Uitspraak 202104443/1/V2


Volledige tekst

202104443/1/V2.
Datum uitspraak: 16 september 2021

AFDELING
BESTUURSRECHTSPRAAK

Uitspraak met toepassing van artikel 8:54, eerste lid, van de Algemene wet bestuursrecht op het hoger beroep van:

[de vreemdeling],

appellant,

tegen de uitspraak van de rechtbank Den Haag, zittingsplaats Rotterdam, van 5 juli 2021 in zaak nr. NL21.7365 in het geding tussen:

de vreemdeling

en

de staatssecretaris van Justitie en Veiligheid.

Procesverloop

Bij besluit van 10 mei 2021 heeft de staatssecretaris een aanvraag van de vreemdeling om hem een verblijfsvergunning asiel voor bepaalde tijd te verlenen, buiten behandeling gesteld en een inreisverbod tegen hem uitgevaardigd.

Bij uitspraak van 5 juli 2021 heeft de rechtbank het daartegen door de vreemdeling ingestelde beroep niet-ontvankelijk verklaard.

Tegen deze uitspraak heeft de vreemdeling, vertegenwoordigd door mr. A. Jhingoer, advocaat te Rotterdam, hoger beroep ingesteld.

Overwegingen

1.       De vreemdeling heeft de Algerijnse nationaliteit. Niet geschil is dat hij na het indienen van zijn asielaanvraag met onbekende bestemming is vertrokken. De staatssecretaris heeft daarom de aanvraag met toepassing van artikel 30c, eerste lid, aanhef en onder c, van de Vw 2000 buiten behandeling gesteld. Ook heeft hij tegen de vreemdeling een inreisverbod voor de duur van twee jaar uitgevaardigd.

2.       De gemachtigde van de vreemdeling klaagt in de eerste grief dat de rechtbank ten onrechte heeft overwogen dat de vreemdeling ook geen procesbelang heeft bij een inhoudelijke beoordeling van het ingestelde beroep tegen het inreisverbod. Hij betoogt dat uit het enkele feit dat de vreemdeling met onbekende bestemming is vertrokken en geen contact meer met hem onderhoudt, niet volgt dat de vreemdeling zich kennelijk neerlegt bij de uitvaardiging van het inreisverbod. De vreemdeling heeft er immers belang bij de komende twee jaar naar en binnen de EU, EER en Zwitserland te kunnen reizen, zo betoogt hij.

**GEVRAAGDE TAAK**
Voor hoe lang heeft de staatssecretaris volgens de geselecteerde tekst een inreisverbod tegen de vreemdeling uitgevaardigd? Baseer je uitsluitend op de geselecteerde tekst.

**VERZAMELDE GEGEVENS**
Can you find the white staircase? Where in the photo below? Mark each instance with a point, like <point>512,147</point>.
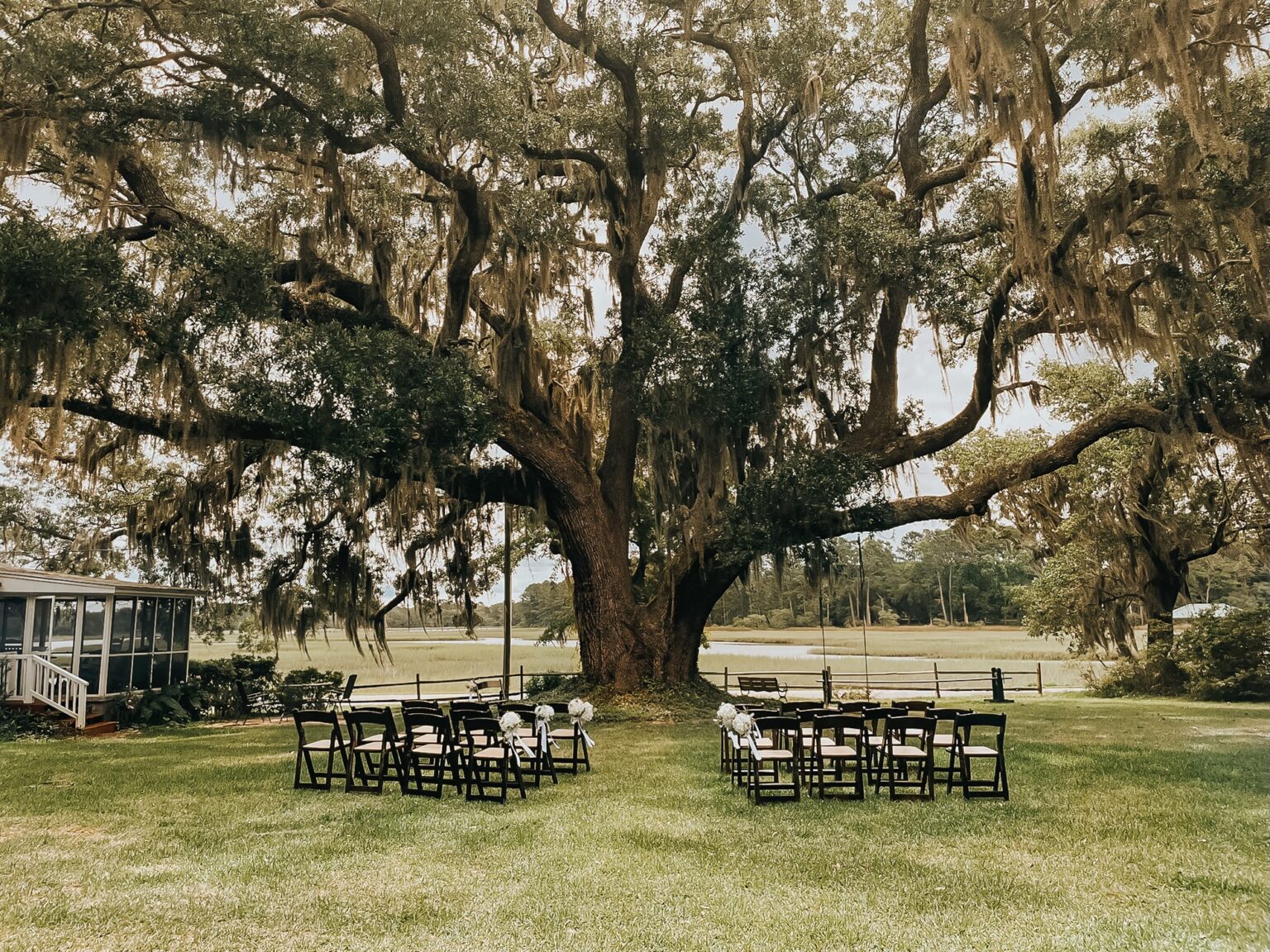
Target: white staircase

---

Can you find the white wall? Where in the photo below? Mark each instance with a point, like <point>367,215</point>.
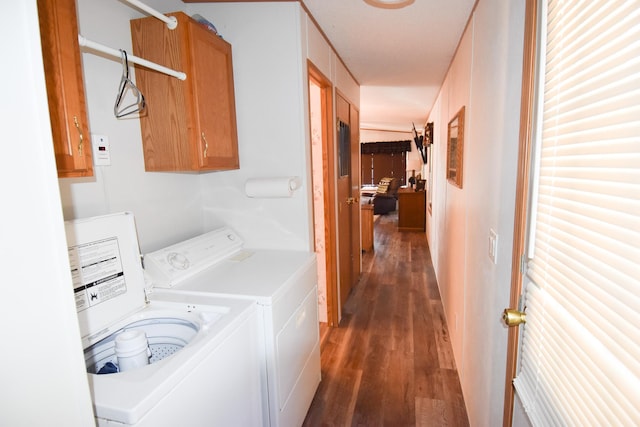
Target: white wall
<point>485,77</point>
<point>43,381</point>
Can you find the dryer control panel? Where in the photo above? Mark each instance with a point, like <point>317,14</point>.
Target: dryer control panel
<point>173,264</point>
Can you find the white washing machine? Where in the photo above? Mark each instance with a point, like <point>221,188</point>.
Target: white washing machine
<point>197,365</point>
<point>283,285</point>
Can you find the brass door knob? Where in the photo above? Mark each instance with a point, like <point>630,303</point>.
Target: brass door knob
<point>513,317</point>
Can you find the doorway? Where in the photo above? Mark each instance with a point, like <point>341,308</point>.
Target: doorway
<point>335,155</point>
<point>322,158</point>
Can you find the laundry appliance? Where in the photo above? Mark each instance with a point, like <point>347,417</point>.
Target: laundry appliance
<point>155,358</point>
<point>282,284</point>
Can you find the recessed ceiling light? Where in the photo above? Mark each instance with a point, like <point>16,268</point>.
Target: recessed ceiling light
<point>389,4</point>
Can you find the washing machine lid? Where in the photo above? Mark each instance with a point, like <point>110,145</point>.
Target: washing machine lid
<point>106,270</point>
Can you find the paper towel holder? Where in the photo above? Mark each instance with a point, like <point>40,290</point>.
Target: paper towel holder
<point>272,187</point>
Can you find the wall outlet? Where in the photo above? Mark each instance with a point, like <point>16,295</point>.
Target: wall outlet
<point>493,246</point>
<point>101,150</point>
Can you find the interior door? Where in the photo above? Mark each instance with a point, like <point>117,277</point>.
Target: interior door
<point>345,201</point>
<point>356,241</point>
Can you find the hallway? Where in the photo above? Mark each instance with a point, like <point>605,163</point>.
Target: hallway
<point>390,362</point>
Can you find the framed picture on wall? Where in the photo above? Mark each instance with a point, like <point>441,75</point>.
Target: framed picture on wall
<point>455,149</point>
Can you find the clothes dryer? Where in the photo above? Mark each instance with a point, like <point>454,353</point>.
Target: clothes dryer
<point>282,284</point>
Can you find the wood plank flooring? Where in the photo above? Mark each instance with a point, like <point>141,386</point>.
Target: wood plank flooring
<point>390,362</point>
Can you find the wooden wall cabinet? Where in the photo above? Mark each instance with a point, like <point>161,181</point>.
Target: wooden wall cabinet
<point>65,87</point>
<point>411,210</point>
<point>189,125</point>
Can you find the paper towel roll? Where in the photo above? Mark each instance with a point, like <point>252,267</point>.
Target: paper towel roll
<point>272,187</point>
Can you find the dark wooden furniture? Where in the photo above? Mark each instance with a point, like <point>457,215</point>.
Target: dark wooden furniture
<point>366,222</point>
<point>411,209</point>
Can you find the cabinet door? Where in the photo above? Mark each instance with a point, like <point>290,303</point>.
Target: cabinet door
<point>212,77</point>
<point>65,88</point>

--

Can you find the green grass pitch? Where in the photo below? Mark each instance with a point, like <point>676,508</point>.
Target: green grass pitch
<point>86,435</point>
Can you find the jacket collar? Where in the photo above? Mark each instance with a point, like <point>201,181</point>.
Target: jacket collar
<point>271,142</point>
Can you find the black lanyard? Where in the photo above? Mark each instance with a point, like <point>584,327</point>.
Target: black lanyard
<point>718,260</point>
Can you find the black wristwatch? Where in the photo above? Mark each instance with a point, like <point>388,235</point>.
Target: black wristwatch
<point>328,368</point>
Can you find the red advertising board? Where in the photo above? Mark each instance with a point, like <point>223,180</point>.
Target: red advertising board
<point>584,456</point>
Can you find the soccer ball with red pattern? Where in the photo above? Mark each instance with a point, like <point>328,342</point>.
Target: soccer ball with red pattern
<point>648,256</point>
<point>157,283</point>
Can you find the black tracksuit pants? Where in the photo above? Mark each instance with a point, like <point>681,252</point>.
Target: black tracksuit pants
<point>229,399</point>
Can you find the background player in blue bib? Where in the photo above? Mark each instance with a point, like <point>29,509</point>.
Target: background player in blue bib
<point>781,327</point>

**JUISTE UITKOMST**
Voor de duur van twee jaar.